— WHAT IS NEEDED —
List the lines of the data below as a numbered list, without blank lines. Begin at the line that contains "Mark the volleyball player in white" and continue through the last line of the data.

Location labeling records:

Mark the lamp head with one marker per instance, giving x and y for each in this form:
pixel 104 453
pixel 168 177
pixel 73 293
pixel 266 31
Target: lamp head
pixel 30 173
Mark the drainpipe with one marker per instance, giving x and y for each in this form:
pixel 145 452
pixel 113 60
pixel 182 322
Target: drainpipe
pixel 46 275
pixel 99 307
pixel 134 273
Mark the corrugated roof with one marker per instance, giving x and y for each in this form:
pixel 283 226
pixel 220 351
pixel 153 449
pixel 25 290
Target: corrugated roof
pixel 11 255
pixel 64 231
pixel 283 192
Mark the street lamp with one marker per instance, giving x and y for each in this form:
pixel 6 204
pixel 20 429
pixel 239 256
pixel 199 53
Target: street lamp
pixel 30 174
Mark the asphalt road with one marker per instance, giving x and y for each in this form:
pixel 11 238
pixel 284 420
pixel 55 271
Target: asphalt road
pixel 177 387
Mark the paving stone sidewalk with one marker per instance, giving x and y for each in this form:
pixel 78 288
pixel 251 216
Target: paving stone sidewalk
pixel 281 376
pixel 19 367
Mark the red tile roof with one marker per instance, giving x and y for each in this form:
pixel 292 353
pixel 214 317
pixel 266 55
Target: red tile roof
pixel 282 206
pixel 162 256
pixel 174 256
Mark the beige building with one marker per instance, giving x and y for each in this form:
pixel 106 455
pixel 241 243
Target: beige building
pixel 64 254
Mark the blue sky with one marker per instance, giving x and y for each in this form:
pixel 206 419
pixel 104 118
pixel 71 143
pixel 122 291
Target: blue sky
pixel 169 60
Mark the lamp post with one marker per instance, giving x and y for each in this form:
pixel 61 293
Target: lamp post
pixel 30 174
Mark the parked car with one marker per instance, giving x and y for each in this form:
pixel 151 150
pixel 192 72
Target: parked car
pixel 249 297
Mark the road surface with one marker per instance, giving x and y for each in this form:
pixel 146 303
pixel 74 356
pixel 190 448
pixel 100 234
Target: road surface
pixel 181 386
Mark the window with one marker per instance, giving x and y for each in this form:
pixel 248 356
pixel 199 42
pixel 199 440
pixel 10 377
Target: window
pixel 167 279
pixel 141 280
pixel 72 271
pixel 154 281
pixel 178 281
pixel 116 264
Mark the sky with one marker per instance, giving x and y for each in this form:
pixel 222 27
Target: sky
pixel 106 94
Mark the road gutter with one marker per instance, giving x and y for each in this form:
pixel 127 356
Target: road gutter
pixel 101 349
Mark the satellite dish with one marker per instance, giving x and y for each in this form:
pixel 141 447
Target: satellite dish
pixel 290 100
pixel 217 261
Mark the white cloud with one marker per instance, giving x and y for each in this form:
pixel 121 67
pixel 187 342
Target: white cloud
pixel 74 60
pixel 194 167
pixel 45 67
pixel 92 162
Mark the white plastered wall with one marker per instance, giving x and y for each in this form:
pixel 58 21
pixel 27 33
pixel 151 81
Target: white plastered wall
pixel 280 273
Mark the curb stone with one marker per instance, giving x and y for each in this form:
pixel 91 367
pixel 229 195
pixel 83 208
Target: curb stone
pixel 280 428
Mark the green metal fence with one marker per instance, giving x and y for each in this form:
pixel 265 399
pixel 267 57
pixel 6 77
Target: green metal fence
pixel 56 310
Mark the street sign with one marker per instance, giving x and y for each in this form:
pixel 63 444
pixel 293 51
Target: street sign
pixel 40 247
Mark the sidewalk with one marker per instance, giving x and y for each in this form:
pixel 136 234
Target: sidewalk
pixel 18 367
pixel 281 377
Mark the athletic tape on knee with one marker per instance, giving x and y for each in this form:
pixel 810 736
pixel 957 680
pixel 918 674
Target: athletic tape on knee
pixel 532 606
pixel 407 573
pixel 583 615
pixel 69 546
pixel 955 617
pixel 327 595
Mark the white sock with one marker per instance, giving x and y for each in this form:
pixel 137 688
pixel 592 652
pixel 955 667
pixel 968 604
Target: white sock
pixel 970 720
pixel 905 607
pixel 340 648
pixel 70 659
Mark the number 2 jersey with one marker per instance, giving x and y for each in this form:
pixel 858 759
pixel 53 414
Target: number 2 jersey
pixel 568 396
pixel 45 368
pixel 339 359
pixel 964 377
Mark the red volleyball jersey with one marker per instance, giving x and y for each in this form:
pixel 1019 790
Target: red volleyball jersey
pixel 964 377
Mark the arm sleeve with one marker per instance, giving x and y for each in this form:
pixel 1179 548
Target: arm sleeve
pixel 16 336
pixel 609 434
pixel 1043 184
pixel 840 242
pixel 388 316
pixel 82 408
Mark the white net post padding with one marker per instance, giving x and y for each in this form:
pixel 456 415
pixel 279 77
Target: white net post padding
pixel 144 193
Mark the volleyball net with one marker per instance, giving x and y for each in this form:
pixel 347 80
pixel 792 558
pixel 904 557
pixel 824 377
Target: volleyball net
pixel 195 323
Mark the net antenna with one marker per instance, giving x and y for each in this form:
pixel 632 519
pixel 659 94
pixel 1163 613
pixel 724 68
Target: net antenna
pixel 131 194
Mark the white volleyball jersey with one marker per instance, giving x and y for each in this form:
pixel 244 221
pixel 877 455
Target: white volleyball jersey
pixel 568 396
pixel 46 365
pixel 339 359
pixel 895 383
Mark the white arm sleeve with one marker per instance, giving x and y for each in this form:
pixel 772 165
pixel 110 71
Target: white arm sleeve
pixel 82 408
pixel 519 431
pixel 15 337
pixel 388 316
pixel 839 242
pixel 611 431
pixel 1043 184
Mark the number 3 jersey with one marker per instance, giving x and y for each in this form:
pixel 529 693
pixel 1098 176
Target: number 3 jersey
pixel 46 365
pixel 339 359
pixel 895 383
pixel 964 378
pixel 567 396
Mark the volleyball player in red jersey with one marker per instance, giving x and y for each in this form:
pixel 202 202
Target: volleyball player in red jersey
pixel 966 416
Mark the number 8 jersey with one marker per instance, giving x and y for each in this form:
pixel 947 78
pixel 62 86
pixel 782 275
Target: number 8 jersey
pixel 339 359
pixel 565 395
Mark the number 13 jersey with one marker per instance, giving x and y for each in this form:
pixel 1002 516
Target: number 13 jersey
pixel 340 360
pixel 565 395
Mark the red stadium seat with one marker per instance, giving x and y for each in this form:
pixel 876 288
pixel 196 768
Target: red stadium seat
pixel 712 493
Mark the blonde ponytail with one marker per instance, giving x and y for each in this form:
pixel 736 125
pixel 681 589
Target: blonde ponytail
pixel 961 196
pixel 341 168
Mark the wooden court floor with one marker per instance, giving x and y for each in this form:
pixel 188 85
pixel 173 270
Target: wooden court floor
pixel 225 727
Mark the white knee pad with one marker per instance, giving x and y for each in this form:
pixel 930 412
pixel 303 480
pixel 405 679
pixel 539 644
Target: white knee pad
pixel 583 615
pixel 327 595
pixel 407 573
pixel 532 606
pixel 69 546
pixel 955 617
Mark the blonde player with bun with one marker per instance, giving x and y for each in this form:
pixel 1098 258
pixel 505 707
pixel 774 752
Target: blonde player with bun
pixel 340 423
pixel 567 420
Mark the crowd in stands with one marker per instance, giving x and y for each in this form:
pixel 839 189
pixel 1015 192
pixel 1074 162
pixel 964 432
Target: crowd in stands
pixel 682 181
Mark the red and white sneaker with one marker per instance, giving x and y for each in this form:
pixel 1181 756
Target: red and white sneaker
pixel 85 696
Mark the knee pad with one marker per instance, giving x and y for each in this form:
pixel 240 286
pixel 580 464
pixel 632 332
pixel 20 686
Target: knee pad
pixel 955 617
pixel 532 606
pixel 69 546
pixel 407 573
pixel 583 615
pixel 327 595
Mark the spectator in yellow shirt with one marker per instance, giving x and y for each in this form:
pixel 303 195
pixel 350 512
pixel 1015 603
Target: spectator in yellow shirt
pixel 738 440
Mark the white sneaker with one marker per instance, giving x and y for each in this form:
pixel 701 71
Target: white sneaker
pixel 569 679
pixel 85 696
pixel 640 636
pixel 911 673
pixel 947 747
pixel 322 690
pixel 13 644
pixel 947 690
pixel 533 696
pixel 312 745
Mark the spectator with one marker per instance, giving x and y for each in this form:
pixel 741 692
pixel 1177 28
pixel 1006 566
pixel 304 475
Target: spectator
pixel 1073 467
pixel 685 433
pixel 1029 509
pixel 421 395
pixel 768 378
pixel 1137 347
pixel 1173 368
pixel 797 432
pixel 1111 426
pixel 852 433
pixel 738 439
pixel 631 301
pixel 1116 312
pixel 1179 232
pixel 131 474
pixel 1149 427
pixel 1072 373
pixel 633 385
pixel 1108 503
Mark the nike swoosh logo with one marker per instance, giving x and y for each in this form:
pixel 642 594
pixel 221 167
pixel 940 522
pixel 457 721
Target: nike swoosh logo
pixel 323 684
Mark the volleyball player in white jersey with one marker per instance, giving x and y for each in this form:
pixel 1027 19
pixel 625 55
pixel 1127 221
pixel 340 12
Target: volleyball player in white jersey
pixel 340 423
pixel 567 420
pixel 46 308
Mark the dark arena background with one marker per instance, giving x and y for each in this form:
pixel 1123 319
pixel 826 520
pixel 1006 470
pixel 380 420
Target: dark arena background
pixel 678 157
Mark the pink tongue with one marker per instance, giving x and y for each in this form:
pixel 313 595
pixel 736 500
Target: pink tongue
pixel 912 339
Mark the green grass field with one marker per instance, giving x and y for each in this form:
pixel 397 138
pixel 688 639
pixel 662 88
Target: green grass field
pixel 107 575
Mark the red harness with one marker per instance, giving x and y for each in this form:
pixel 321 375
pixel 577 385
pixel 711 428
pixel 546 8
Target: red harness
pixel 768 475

— WRITTEN SOLUTION —
1. Mark the volleyball player in white jersey with one marker per instance, giving x and y for each in this form:
2. pixel 1027 19
3. pixel 625 55
4. pixel 1127 221
5. pixel 340 12
6. Target: volleyball player in white jersey
7. pixel 340 423
8. pixel 567 420
9. pixel 46 308
10. Mark the dark arena background with one marker per instance, giving x and y for each in this form:
11. pixel 1123 319
12. pixel 826 520
13. pixel 1006 470
14. pixel 380 420
15. Target: dark arena background
16. pixel 678 157
17. Mark the pink tongue with one marker per instance, giving x and y for each in this form:
18. pixel 313 595
19. pixel 736 500
20. Target: pink tongue
21. pixel 912 339
22. Mark the green grass field with one marker per instance, giving x and y for each in this form:
23. pixel 397 138
24. pixel 688 639
25. pixel 662 88
26. Target: green grass field
27. pixel 107 575
28. Mark the red harness with one marker per instance, giving x and y for each in this form:
29. pixel 321 375
30. pixel 577 385
31. pixel 711 428
32. pixel 546 8
33. Target: red harness
34. pixel 768 475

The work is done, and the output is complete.